What you will do: Wherever a line in the data below holds "each", copy that line.
Segment Start: Listed records
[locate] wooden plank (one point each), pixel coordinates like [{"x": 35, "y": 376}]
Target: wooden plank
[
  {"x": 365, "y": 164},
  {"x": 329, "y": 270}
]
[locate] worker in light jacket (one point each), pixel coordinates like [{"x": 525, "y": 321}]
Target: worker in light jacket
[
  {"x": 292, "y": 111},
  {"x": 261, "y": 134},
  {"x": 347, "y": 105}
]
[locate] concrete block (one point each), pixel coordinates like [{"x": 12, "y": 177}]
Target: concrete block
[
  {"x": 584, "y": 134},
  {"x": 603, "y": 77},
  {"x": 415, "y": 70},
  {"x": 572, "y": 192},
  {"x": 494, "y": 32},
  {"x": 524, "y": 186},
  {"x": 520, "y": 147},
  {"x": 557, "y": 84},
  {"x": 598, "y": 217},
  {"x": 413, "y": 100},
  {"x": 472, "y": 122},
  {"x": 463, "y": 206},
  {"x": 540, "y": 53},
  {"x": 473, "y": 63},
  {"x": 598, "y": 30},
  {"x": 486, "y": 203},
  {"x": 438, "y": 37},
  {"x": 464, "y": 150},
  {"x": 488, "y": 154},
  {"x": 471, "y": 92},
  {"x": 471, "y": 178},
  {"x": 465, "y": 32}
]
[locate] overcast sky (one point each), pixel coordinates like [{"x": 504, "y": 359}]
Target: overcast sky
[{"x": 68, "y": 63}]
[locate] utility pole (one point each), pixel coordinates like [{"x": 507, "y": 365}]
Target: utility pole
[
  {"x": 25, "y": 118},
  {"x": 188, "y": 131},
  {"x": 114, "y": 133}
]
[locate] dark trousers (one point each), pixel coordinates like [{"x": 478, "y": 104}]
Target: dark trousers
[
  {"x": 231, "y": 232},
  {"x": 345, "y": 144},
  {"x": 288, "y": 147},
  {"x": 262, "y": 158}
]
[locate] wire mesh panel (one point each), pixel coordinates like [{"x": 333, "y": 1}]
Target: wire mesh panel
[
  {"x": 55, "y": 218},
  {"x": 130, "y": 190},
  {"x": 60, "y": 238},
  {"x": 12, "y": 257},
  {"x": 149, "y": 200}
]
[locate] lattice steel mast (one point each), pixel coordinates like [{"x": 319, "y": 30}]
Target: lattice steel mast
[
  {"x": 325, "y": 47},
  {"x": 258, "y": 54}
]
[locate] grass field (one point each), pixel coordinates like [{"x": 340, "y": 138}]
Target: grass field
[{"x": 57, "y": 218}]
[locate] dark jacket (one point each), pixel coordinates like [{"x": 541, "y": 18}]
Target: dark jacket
Segment End: Listed records
Exercise solution:
[locate] wooden plank (one point each), pixel coordinates like [{"x": 35, "y": 376}]
[locate] worker in light jacket (one point each), pixel coordinates like [{"x": 525, "y": 321}]
[locate] concrete block (one point each), pixel coordinates like [{"x": 12, "y": 177}]
[locate] overcast sky (one point each), pixel coordinates like [{"x": 504, "y": 359}]
[locate] utility pole (one point each), pixel coordinates like [{"x": 507, "y": 365}]
[locate] dark trousers (one point each), pixel coordinates like [{"x": 478, "y": 104}]
[locate] wire mesh panel (one point each), pixel coordinates like [{"x": 333, "y": 1}]
[locate] lattice steel mast (one point each), pixel coordinates like [{"x": 319, "y": 30}]
[locate] grass field (one point each), pixel coordinates like [{"x": 340, "y": 138}]
[locate] dark jacket (one point each), pixel coordinates like [{"x": 541, "y": 18}]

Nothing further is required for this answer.